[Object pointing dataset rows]
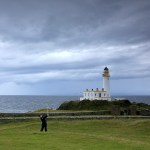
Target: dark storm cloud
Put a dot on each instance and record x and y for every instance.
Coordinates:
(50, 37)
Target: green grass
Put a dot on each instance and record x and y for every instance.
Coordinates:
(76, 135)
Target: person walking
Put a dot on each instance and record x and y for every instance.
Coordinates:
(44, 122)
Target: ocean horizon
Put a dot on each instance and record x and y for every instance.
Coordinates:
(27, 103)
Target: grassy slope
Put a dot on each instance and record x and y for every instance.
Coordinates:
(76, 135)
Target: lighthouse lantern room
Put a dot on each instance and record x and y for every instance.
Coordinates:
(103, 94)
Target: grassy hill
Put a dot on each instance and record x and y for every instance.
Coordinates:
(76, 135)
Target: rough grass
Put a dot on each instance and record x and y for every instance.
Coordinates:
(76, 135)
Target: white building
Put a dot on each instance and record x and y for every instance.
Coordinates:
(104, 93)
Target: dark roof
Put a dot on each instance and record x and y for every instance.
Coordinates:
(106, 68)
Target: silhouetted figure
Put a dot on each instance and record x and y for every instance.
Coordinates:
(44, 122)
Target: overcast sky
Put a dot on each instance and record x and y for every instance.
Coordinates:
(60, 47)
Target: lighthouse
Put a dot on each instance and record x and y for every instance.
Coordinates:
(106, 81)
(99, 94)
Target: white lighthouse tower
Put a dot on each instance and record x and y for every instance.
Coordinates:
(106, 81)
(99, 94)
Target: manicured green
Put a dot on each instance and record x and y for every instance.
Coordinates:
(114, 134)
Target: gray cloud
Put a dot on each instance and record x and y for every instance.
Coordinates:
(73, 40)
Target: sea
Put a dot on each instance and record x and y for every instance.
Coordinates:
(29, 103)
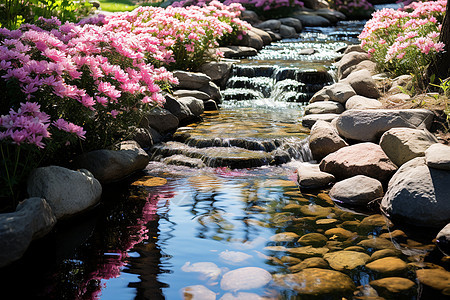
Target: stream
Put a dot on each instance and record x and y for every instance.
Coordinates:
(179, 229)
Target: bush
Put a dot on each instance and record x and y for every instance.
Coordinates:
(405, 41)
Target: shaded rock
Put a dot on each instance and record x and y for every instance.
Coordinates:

* Objective *
In the part of the records that opens with the line containing "Target: overcast sky" and runs through the end of the records, rename "lighthouse" to "beacon" and keep everything else unchanged. Omit the picture lines from the result.

* Exercise output *
Target: overcast sky
Put a dot on each instance and record x and y for every instance.
Coordinates:
(60, 47)
Target: beacon
Put a dot on each instance and record x and y for every instance.
Coordinates:
(106, 81)
(99, 94)
Target: white beacon tower
Put a dot on each instance and record x and y for every instance.
Coordinates:
(106, 81)
(99, 94)
Target: manicured green
Put a dot on each instance and record x and y for every instance.
Coordinates:
(114, 134)
Target: gray cloud
Put a dot on each instance and record x and y for every instance.
Coordinates:
(73, 40)
Target: sea
Put a dot on each instance and record x and y for every instance.
Coordinates:
(29, 103)
Target: stream
Put a dot on each instance and record x and y for every instance.
Coordinates:
(179, 229)
Target: bush
Put a dot on each instance and record x and y for every instance.
Coordinates:
(405, 41)
Target: shaded rock
Put a dot on each instance and record x and y for every instance.
Coordinates:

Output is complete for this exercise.